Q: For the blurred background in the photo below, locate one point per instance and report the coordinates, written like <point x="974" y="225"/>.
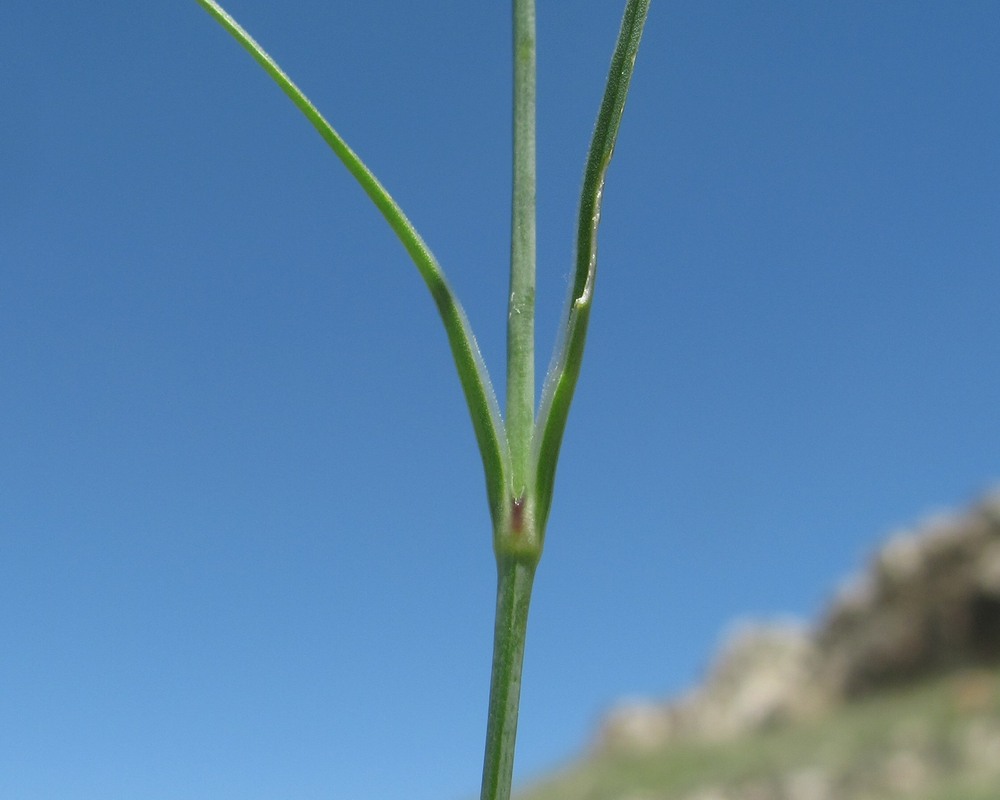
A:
<point x="244" y="545"/>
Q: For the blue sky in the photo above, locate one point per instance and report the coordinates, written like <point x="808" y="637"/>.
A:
<point x="244" y="546"/>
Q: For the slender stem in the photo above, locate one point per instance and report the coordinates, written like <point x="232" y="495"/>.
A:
<point x="514" y="580"/>
<point x="521" y="311"/>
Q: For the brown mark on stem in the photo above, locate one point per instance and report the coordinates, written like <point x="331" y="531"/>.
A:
<point x="517" y="514"/>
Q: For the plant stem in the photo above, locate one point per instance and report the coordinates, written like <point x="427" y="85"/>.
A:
<point x="521" y="309"/>
<point x="514" y="580"/>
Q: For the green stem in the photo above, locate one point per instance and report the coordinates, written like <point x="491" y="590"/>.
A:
<point x="514" y="580"/>
<point x="521" y="309"/>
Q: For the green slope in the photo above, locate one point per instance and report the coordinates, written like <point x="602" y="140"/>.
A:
<point x="938" y="740"/>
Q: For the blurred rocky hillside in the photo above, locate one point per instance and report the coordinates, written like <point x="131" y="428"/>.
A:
<point x="924" y="611"/>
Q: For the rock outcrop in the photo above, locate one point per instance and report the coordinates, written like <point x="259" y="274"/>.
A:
<point x="928" y="602"/>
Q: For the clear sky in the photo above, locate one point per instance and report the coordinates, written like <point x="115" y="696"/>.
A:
<point x="244" y="545"/>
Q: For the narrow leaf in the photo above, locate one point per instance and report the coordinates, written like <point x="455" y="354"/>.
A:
<point x="564" y="370"/>
<point x="479" y="395"/>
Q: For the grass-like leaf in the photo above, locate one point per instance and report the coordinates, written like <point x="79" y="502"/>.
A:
<point x="564" y="370"/>
<point x="478" y="389"/>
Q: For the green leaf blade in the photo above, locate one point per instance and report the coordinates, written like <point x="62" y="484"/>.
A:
<point x="564" y="370"/>
<point x="473" y="375"/>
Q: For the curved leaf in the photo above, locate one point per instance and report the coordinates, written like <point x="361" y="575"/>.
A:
<point x="479" y="395"/>
<point x="564" y="370"/>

**PROMPT**
In the listing above, find the line with "Q: For the brown" and the line with "Q: For the plant"; output exactly those lines and all lines between them.

**ANSWER SECTION**
Q: For the brown mark on stem in the photo above, locate one point per instance and report the coordinates, written like <point x="331" y="531"/>.
A:
<point x="517" y="514"/>
Q: For the plant stem in the photo above, locate one point per instance and report the coordinates, written like <point x="427" y="85"/>.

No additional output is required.